─── DOCUMENT SEGMENT

- Also known as: The Challenger
- Genre: Drama
- Based on: What Do You Care What Other People Think? by Richard Feynman; Gwyneth Feynman; Ralph Leighton; ; Truth, Lies and O-Rings by Allan J. McDonald; James R. Hansen; ;
- Written by: Kate Gartside
- Directed by: James Hawes
- Starring: Joanne Whalley; William Hurt; Bruce Greenwood; Kevin McNally; Eve Best; Brian Dennehy;
- Music by: Christopher Letcher
- Countries of origin: United States United Kingdom
- Original language: English

Production
- Cinematography: Lukas Strebel
- Editor: Peter Christelis
- Running time: 89 minutes
- Production companies: BBC Films; Erstweit Medien; Moonlighting Films; Pictureshow Productions; Science Channel; Open University;

Original release
- Network: BBC2
- Release: 12 May 2013

= The Challenger Disaster =

2013 television film by James Hawes

The Challenger (US title: The Challenger Disaster) is a 2013 TV movie starring William Hurt about Richard Feynman's investigation into the 1986 Space Shuttle Challenger disaster. The film was co-produced by the BBC, the Science Channel, and Open University, and it premiered on 12 May 2013 on BBC2.

It is based on two books What Do You Care What Other People Think? (1988) and Truth, Lies and O-Rings.

The film follows Feynman (William Hurt) as he attempts to expose the truth in the disaster.

It aired in the U.S. on the Discovery Channel and the Science Channel on 16 November 2013.

==Plot==

Dr. Richard Feynman, a physics professor at Caltech, gives a guest lecture to students, lamenting on both the power and limitations of science. While driving home, he hears on the radio that the Space Shuttle Challenger exploded on takeoff and that it is very likely the astronauts perished in the accident. Several days later, he receives a phone call from a former student of his, who asks him to sit on the Presidential Commission to determine what caused the accident. Feynman, a vocal opponent of the political games politicians and government play, initially is unsure if he should participate; however, his wife Gwen encourages him that he cannot pass up a puzzle like this, and must sit on the inquiry and figure out what really happened.

Feynman arrives in Washington and quickly realizes the chairman William Rogers wants to protect NASA and may not be seeking the real truth of what caused the accident. Unbeknownst to Feynman, the commission will be in recess for five days before any official work begins. During this time he visits various NASA production facilities on his own to learn and attempt to determine the cause of the accident. There he finds a culture lacking in truth and reality as NASA employees are afraid to openly discuss known issues with the shuttle program out of fear. As a maverick investigator, Feynman discovers many other known issues through research and a surreptitious note that the loss of a shuttle was expected. Feynman's only ally on the commission, General Donald J. Kutyna, attempts to leak information to Feynman as he has a secret source within NASA who knows what really happened.

──────
─── INFORMATION PROVIDED

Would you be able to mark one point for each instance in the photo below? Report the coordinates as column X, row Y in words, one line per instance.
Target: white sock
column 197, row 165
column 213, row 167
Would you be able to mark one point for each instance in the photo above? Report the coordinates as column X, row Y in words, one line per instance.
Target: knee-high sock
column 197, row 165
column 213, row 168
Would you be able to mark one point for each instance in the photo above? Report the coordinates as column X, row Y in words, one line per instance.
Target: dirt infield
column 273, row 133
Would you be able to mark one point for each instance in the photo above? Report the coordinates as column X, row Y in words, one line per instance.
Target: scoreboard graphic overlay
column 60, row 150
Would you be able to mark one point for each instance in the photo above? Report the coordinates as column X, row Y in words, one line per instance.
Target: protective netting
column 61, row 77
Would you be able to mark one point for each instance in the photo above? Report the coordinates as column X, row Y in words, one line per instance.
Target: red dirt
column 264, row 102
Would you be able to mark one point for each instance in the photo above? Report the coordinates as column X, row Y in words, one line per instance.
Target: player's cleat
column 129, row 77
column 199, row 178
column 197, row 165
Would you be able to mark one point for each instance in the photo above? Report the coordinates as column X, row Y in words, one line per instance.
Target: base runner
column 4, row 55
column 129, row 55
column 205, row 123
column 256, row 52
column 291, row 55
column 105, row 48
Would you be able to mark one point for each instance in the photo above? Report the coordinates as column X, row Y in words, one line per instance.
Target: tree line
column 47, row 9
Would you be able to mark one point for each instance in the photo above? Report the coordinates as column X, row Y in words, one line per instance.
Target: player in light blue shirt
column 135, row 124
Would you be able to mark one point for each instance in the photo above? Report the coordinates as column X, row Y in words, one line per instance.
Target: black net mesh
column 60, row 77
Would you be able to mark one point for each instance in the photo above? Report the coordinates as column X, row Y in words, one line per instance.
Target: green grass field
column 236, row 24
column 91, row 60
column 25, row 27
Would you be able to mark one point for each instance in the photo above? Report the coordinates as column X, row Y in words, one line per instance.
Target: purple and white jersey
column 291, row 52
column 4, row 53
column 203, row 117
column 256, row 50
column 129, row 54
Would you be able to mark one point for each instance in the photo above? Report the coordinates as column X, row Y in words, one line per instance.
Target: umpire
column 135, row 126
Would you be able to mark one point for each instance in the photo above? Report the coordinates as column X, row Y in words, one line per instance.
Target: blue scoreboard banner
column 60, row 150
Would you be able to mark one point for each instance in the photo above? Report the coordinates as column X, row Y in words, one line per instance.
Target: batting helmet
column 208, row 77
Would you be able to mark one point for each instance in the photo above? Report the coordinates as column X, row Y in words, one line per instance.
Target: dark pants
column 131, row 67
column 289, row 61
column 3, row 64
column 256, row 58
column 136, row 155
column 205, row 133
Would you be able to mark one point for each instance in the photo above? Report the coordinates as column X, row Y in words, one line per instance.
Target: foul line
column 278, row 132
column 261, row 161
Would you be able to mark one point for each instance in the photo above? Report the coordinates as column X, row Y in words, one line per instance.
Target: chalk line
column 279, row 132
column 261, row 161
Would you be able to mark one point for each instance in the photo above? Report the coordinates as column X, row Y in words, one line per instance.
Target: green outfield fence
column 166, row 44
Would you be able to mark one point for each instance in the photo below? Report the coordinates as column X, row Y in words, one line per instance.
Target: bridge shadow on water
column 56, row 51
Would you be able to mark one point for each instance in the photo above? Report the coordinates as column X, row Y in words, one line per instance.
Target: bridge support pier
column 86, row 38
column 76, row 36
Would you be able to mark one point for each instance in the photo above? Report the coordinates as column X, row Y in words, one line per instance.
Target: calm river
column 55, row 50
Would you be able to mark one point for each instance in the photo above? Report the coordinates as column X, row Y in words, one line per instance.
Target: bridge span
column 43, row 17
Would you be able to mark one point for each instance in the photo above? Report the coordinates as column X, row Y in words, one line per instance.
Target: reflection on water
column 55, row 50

──────
─── INFORMATION PROVIDED

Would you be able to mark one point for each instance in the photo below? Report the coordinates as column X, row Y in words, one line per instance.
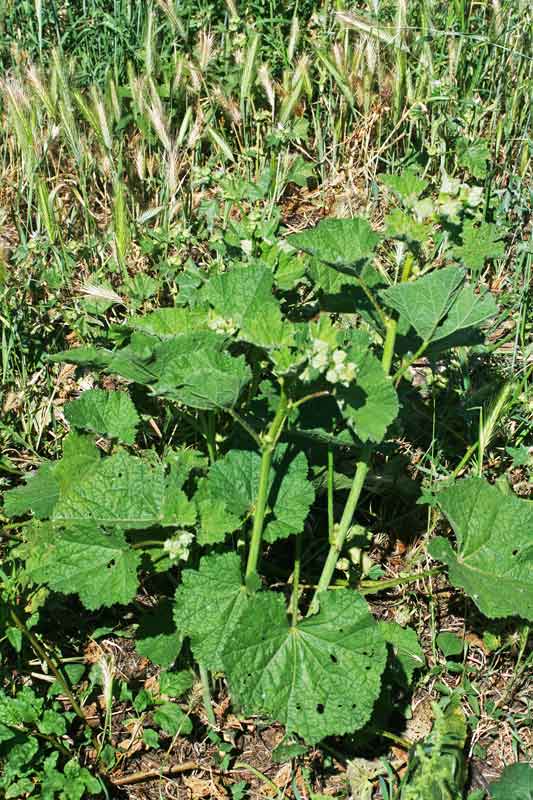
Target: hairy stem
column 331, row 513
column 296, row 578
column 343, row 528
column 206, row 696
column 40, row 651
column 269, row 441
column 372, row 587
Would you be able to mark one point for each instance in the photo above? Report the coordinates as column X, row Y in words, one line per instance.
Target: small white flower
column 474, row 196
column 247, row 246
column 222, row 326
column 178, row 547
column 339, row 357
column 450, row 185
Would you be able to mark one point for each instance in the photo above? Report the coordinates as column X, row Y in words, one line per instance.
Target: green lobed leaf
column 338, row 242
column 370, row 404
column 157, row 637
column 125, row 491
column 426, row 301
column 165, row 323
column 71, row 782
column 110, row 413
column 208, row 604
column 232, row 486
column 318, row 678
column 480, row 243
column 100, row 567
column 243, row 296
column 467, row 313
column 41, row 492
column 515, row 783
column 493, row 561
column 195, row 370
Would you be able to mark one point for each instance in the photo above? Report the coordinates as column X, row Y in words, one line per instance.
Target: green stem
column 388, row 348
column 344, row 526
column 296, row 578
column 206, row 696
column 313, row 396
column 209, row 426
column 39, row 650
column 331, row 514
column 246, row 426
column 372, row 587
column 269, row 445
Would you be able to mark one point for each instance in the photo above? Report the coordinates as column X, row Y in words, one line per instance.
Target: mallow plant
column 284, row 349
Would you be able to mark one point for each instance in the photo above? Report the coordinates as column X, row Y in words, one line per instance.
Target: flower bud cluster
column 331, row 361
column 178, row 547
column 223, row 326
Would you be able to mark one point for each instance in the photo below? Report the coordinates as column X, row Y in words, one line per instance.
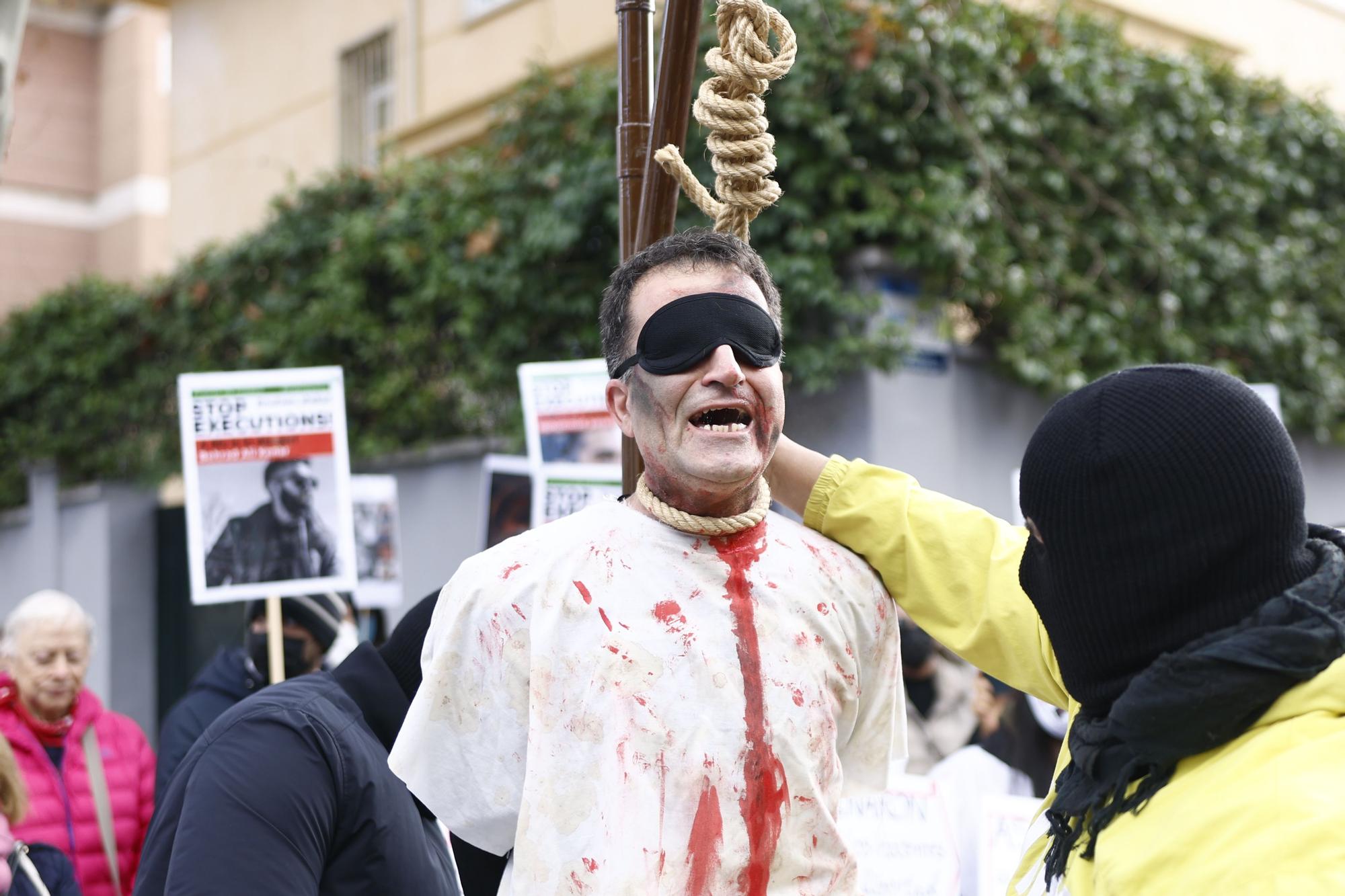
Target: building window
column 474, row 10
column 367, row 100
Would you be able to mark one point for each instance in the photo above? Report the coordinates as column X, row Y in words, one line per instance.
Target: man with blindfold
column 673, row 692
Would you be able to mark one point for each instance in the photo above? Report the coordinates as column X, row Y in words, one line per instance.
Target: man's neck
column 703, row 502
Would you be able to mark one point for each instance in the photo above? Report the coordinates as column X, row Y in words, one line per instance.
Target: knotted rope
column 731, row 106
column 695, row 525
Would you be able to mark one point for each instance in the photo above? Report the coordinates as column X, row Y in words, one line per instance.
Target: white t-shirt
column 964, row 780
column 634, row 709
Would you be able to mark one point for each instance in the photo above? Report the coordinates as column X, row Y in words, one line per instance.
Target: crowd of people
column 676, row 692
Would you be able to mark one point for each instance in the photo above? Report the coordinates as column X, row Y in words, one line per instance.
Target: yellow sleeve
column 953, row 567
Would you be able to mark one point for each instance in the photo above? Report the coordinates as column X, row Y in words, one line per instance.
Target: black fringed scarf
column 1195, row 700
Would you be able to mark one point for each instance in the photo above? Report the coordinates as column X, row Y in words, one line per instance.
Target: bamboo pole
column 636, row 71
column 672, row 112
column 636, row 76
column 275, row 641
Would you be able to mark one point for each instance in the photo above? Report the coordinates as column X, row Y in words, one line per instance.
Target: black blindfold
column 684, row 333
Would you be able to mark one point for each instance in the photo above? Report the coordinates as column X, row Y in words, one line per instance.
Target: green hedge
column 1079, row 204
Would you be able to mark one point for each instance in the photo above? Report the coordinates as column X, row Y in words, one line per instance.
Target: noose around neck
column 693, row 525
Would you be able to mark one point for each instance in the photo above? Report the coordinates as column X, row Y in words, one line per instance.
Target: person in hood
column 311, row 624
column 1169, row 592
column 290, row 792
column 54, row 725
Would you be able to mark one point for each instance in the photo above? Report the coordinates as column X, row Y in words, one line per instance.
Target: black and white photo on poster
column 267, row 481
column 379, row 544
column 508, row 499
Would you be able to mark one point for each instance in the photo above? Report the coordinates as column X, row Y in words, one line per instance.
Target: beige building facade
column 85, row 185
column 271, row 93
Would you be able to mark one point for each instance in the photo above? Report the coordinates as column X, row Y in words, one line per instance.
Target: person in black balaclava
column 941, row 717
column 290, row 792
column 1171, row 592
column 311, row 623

──────

APPLY WHAT YOU READ
1. From the article on The Challenger, quote everything from "The Challenger (US" down to "Lies and O-Rings.".
2. Based on the article on The Challenger, state whether each statement agrees with it, answering yes or no and quoting the deciding words: (a) The film premiered on BBC2 on 12 May 2013. (b) The commission began its official work as soon as Feynman arrived in Washington. (c) Feynman's wife urged him to decline the seat on the commission.
3. According to the article on The Challenger, what is the film's running time?

TASK ANSWERS
1.
The Challenger (US title: The Challenger Disaster) is a 2013 TV movie starring William Hurt about Richard Feynman's investigation into the 1986 Space Shuttle Challenger disaster. The film was co-produced by the BBC, the Science Channel, and Open University, and it premiered on 12 May 2013 on BBC2.

It is based on two books What Do You Care What Other People Think? (1988) and Truth, Lies and O-Rings.

2.
(a) Yes: "it premiered on 12 May 2013 on BBC2."
(b) No: "the commission will be in recess for five days before any official work begins."
(c) No: "his wife Gwen encourages him that he cannot pass up a puzzle like this, and must sit on the inquiry and figure out what really happened."

3. 89 minutes.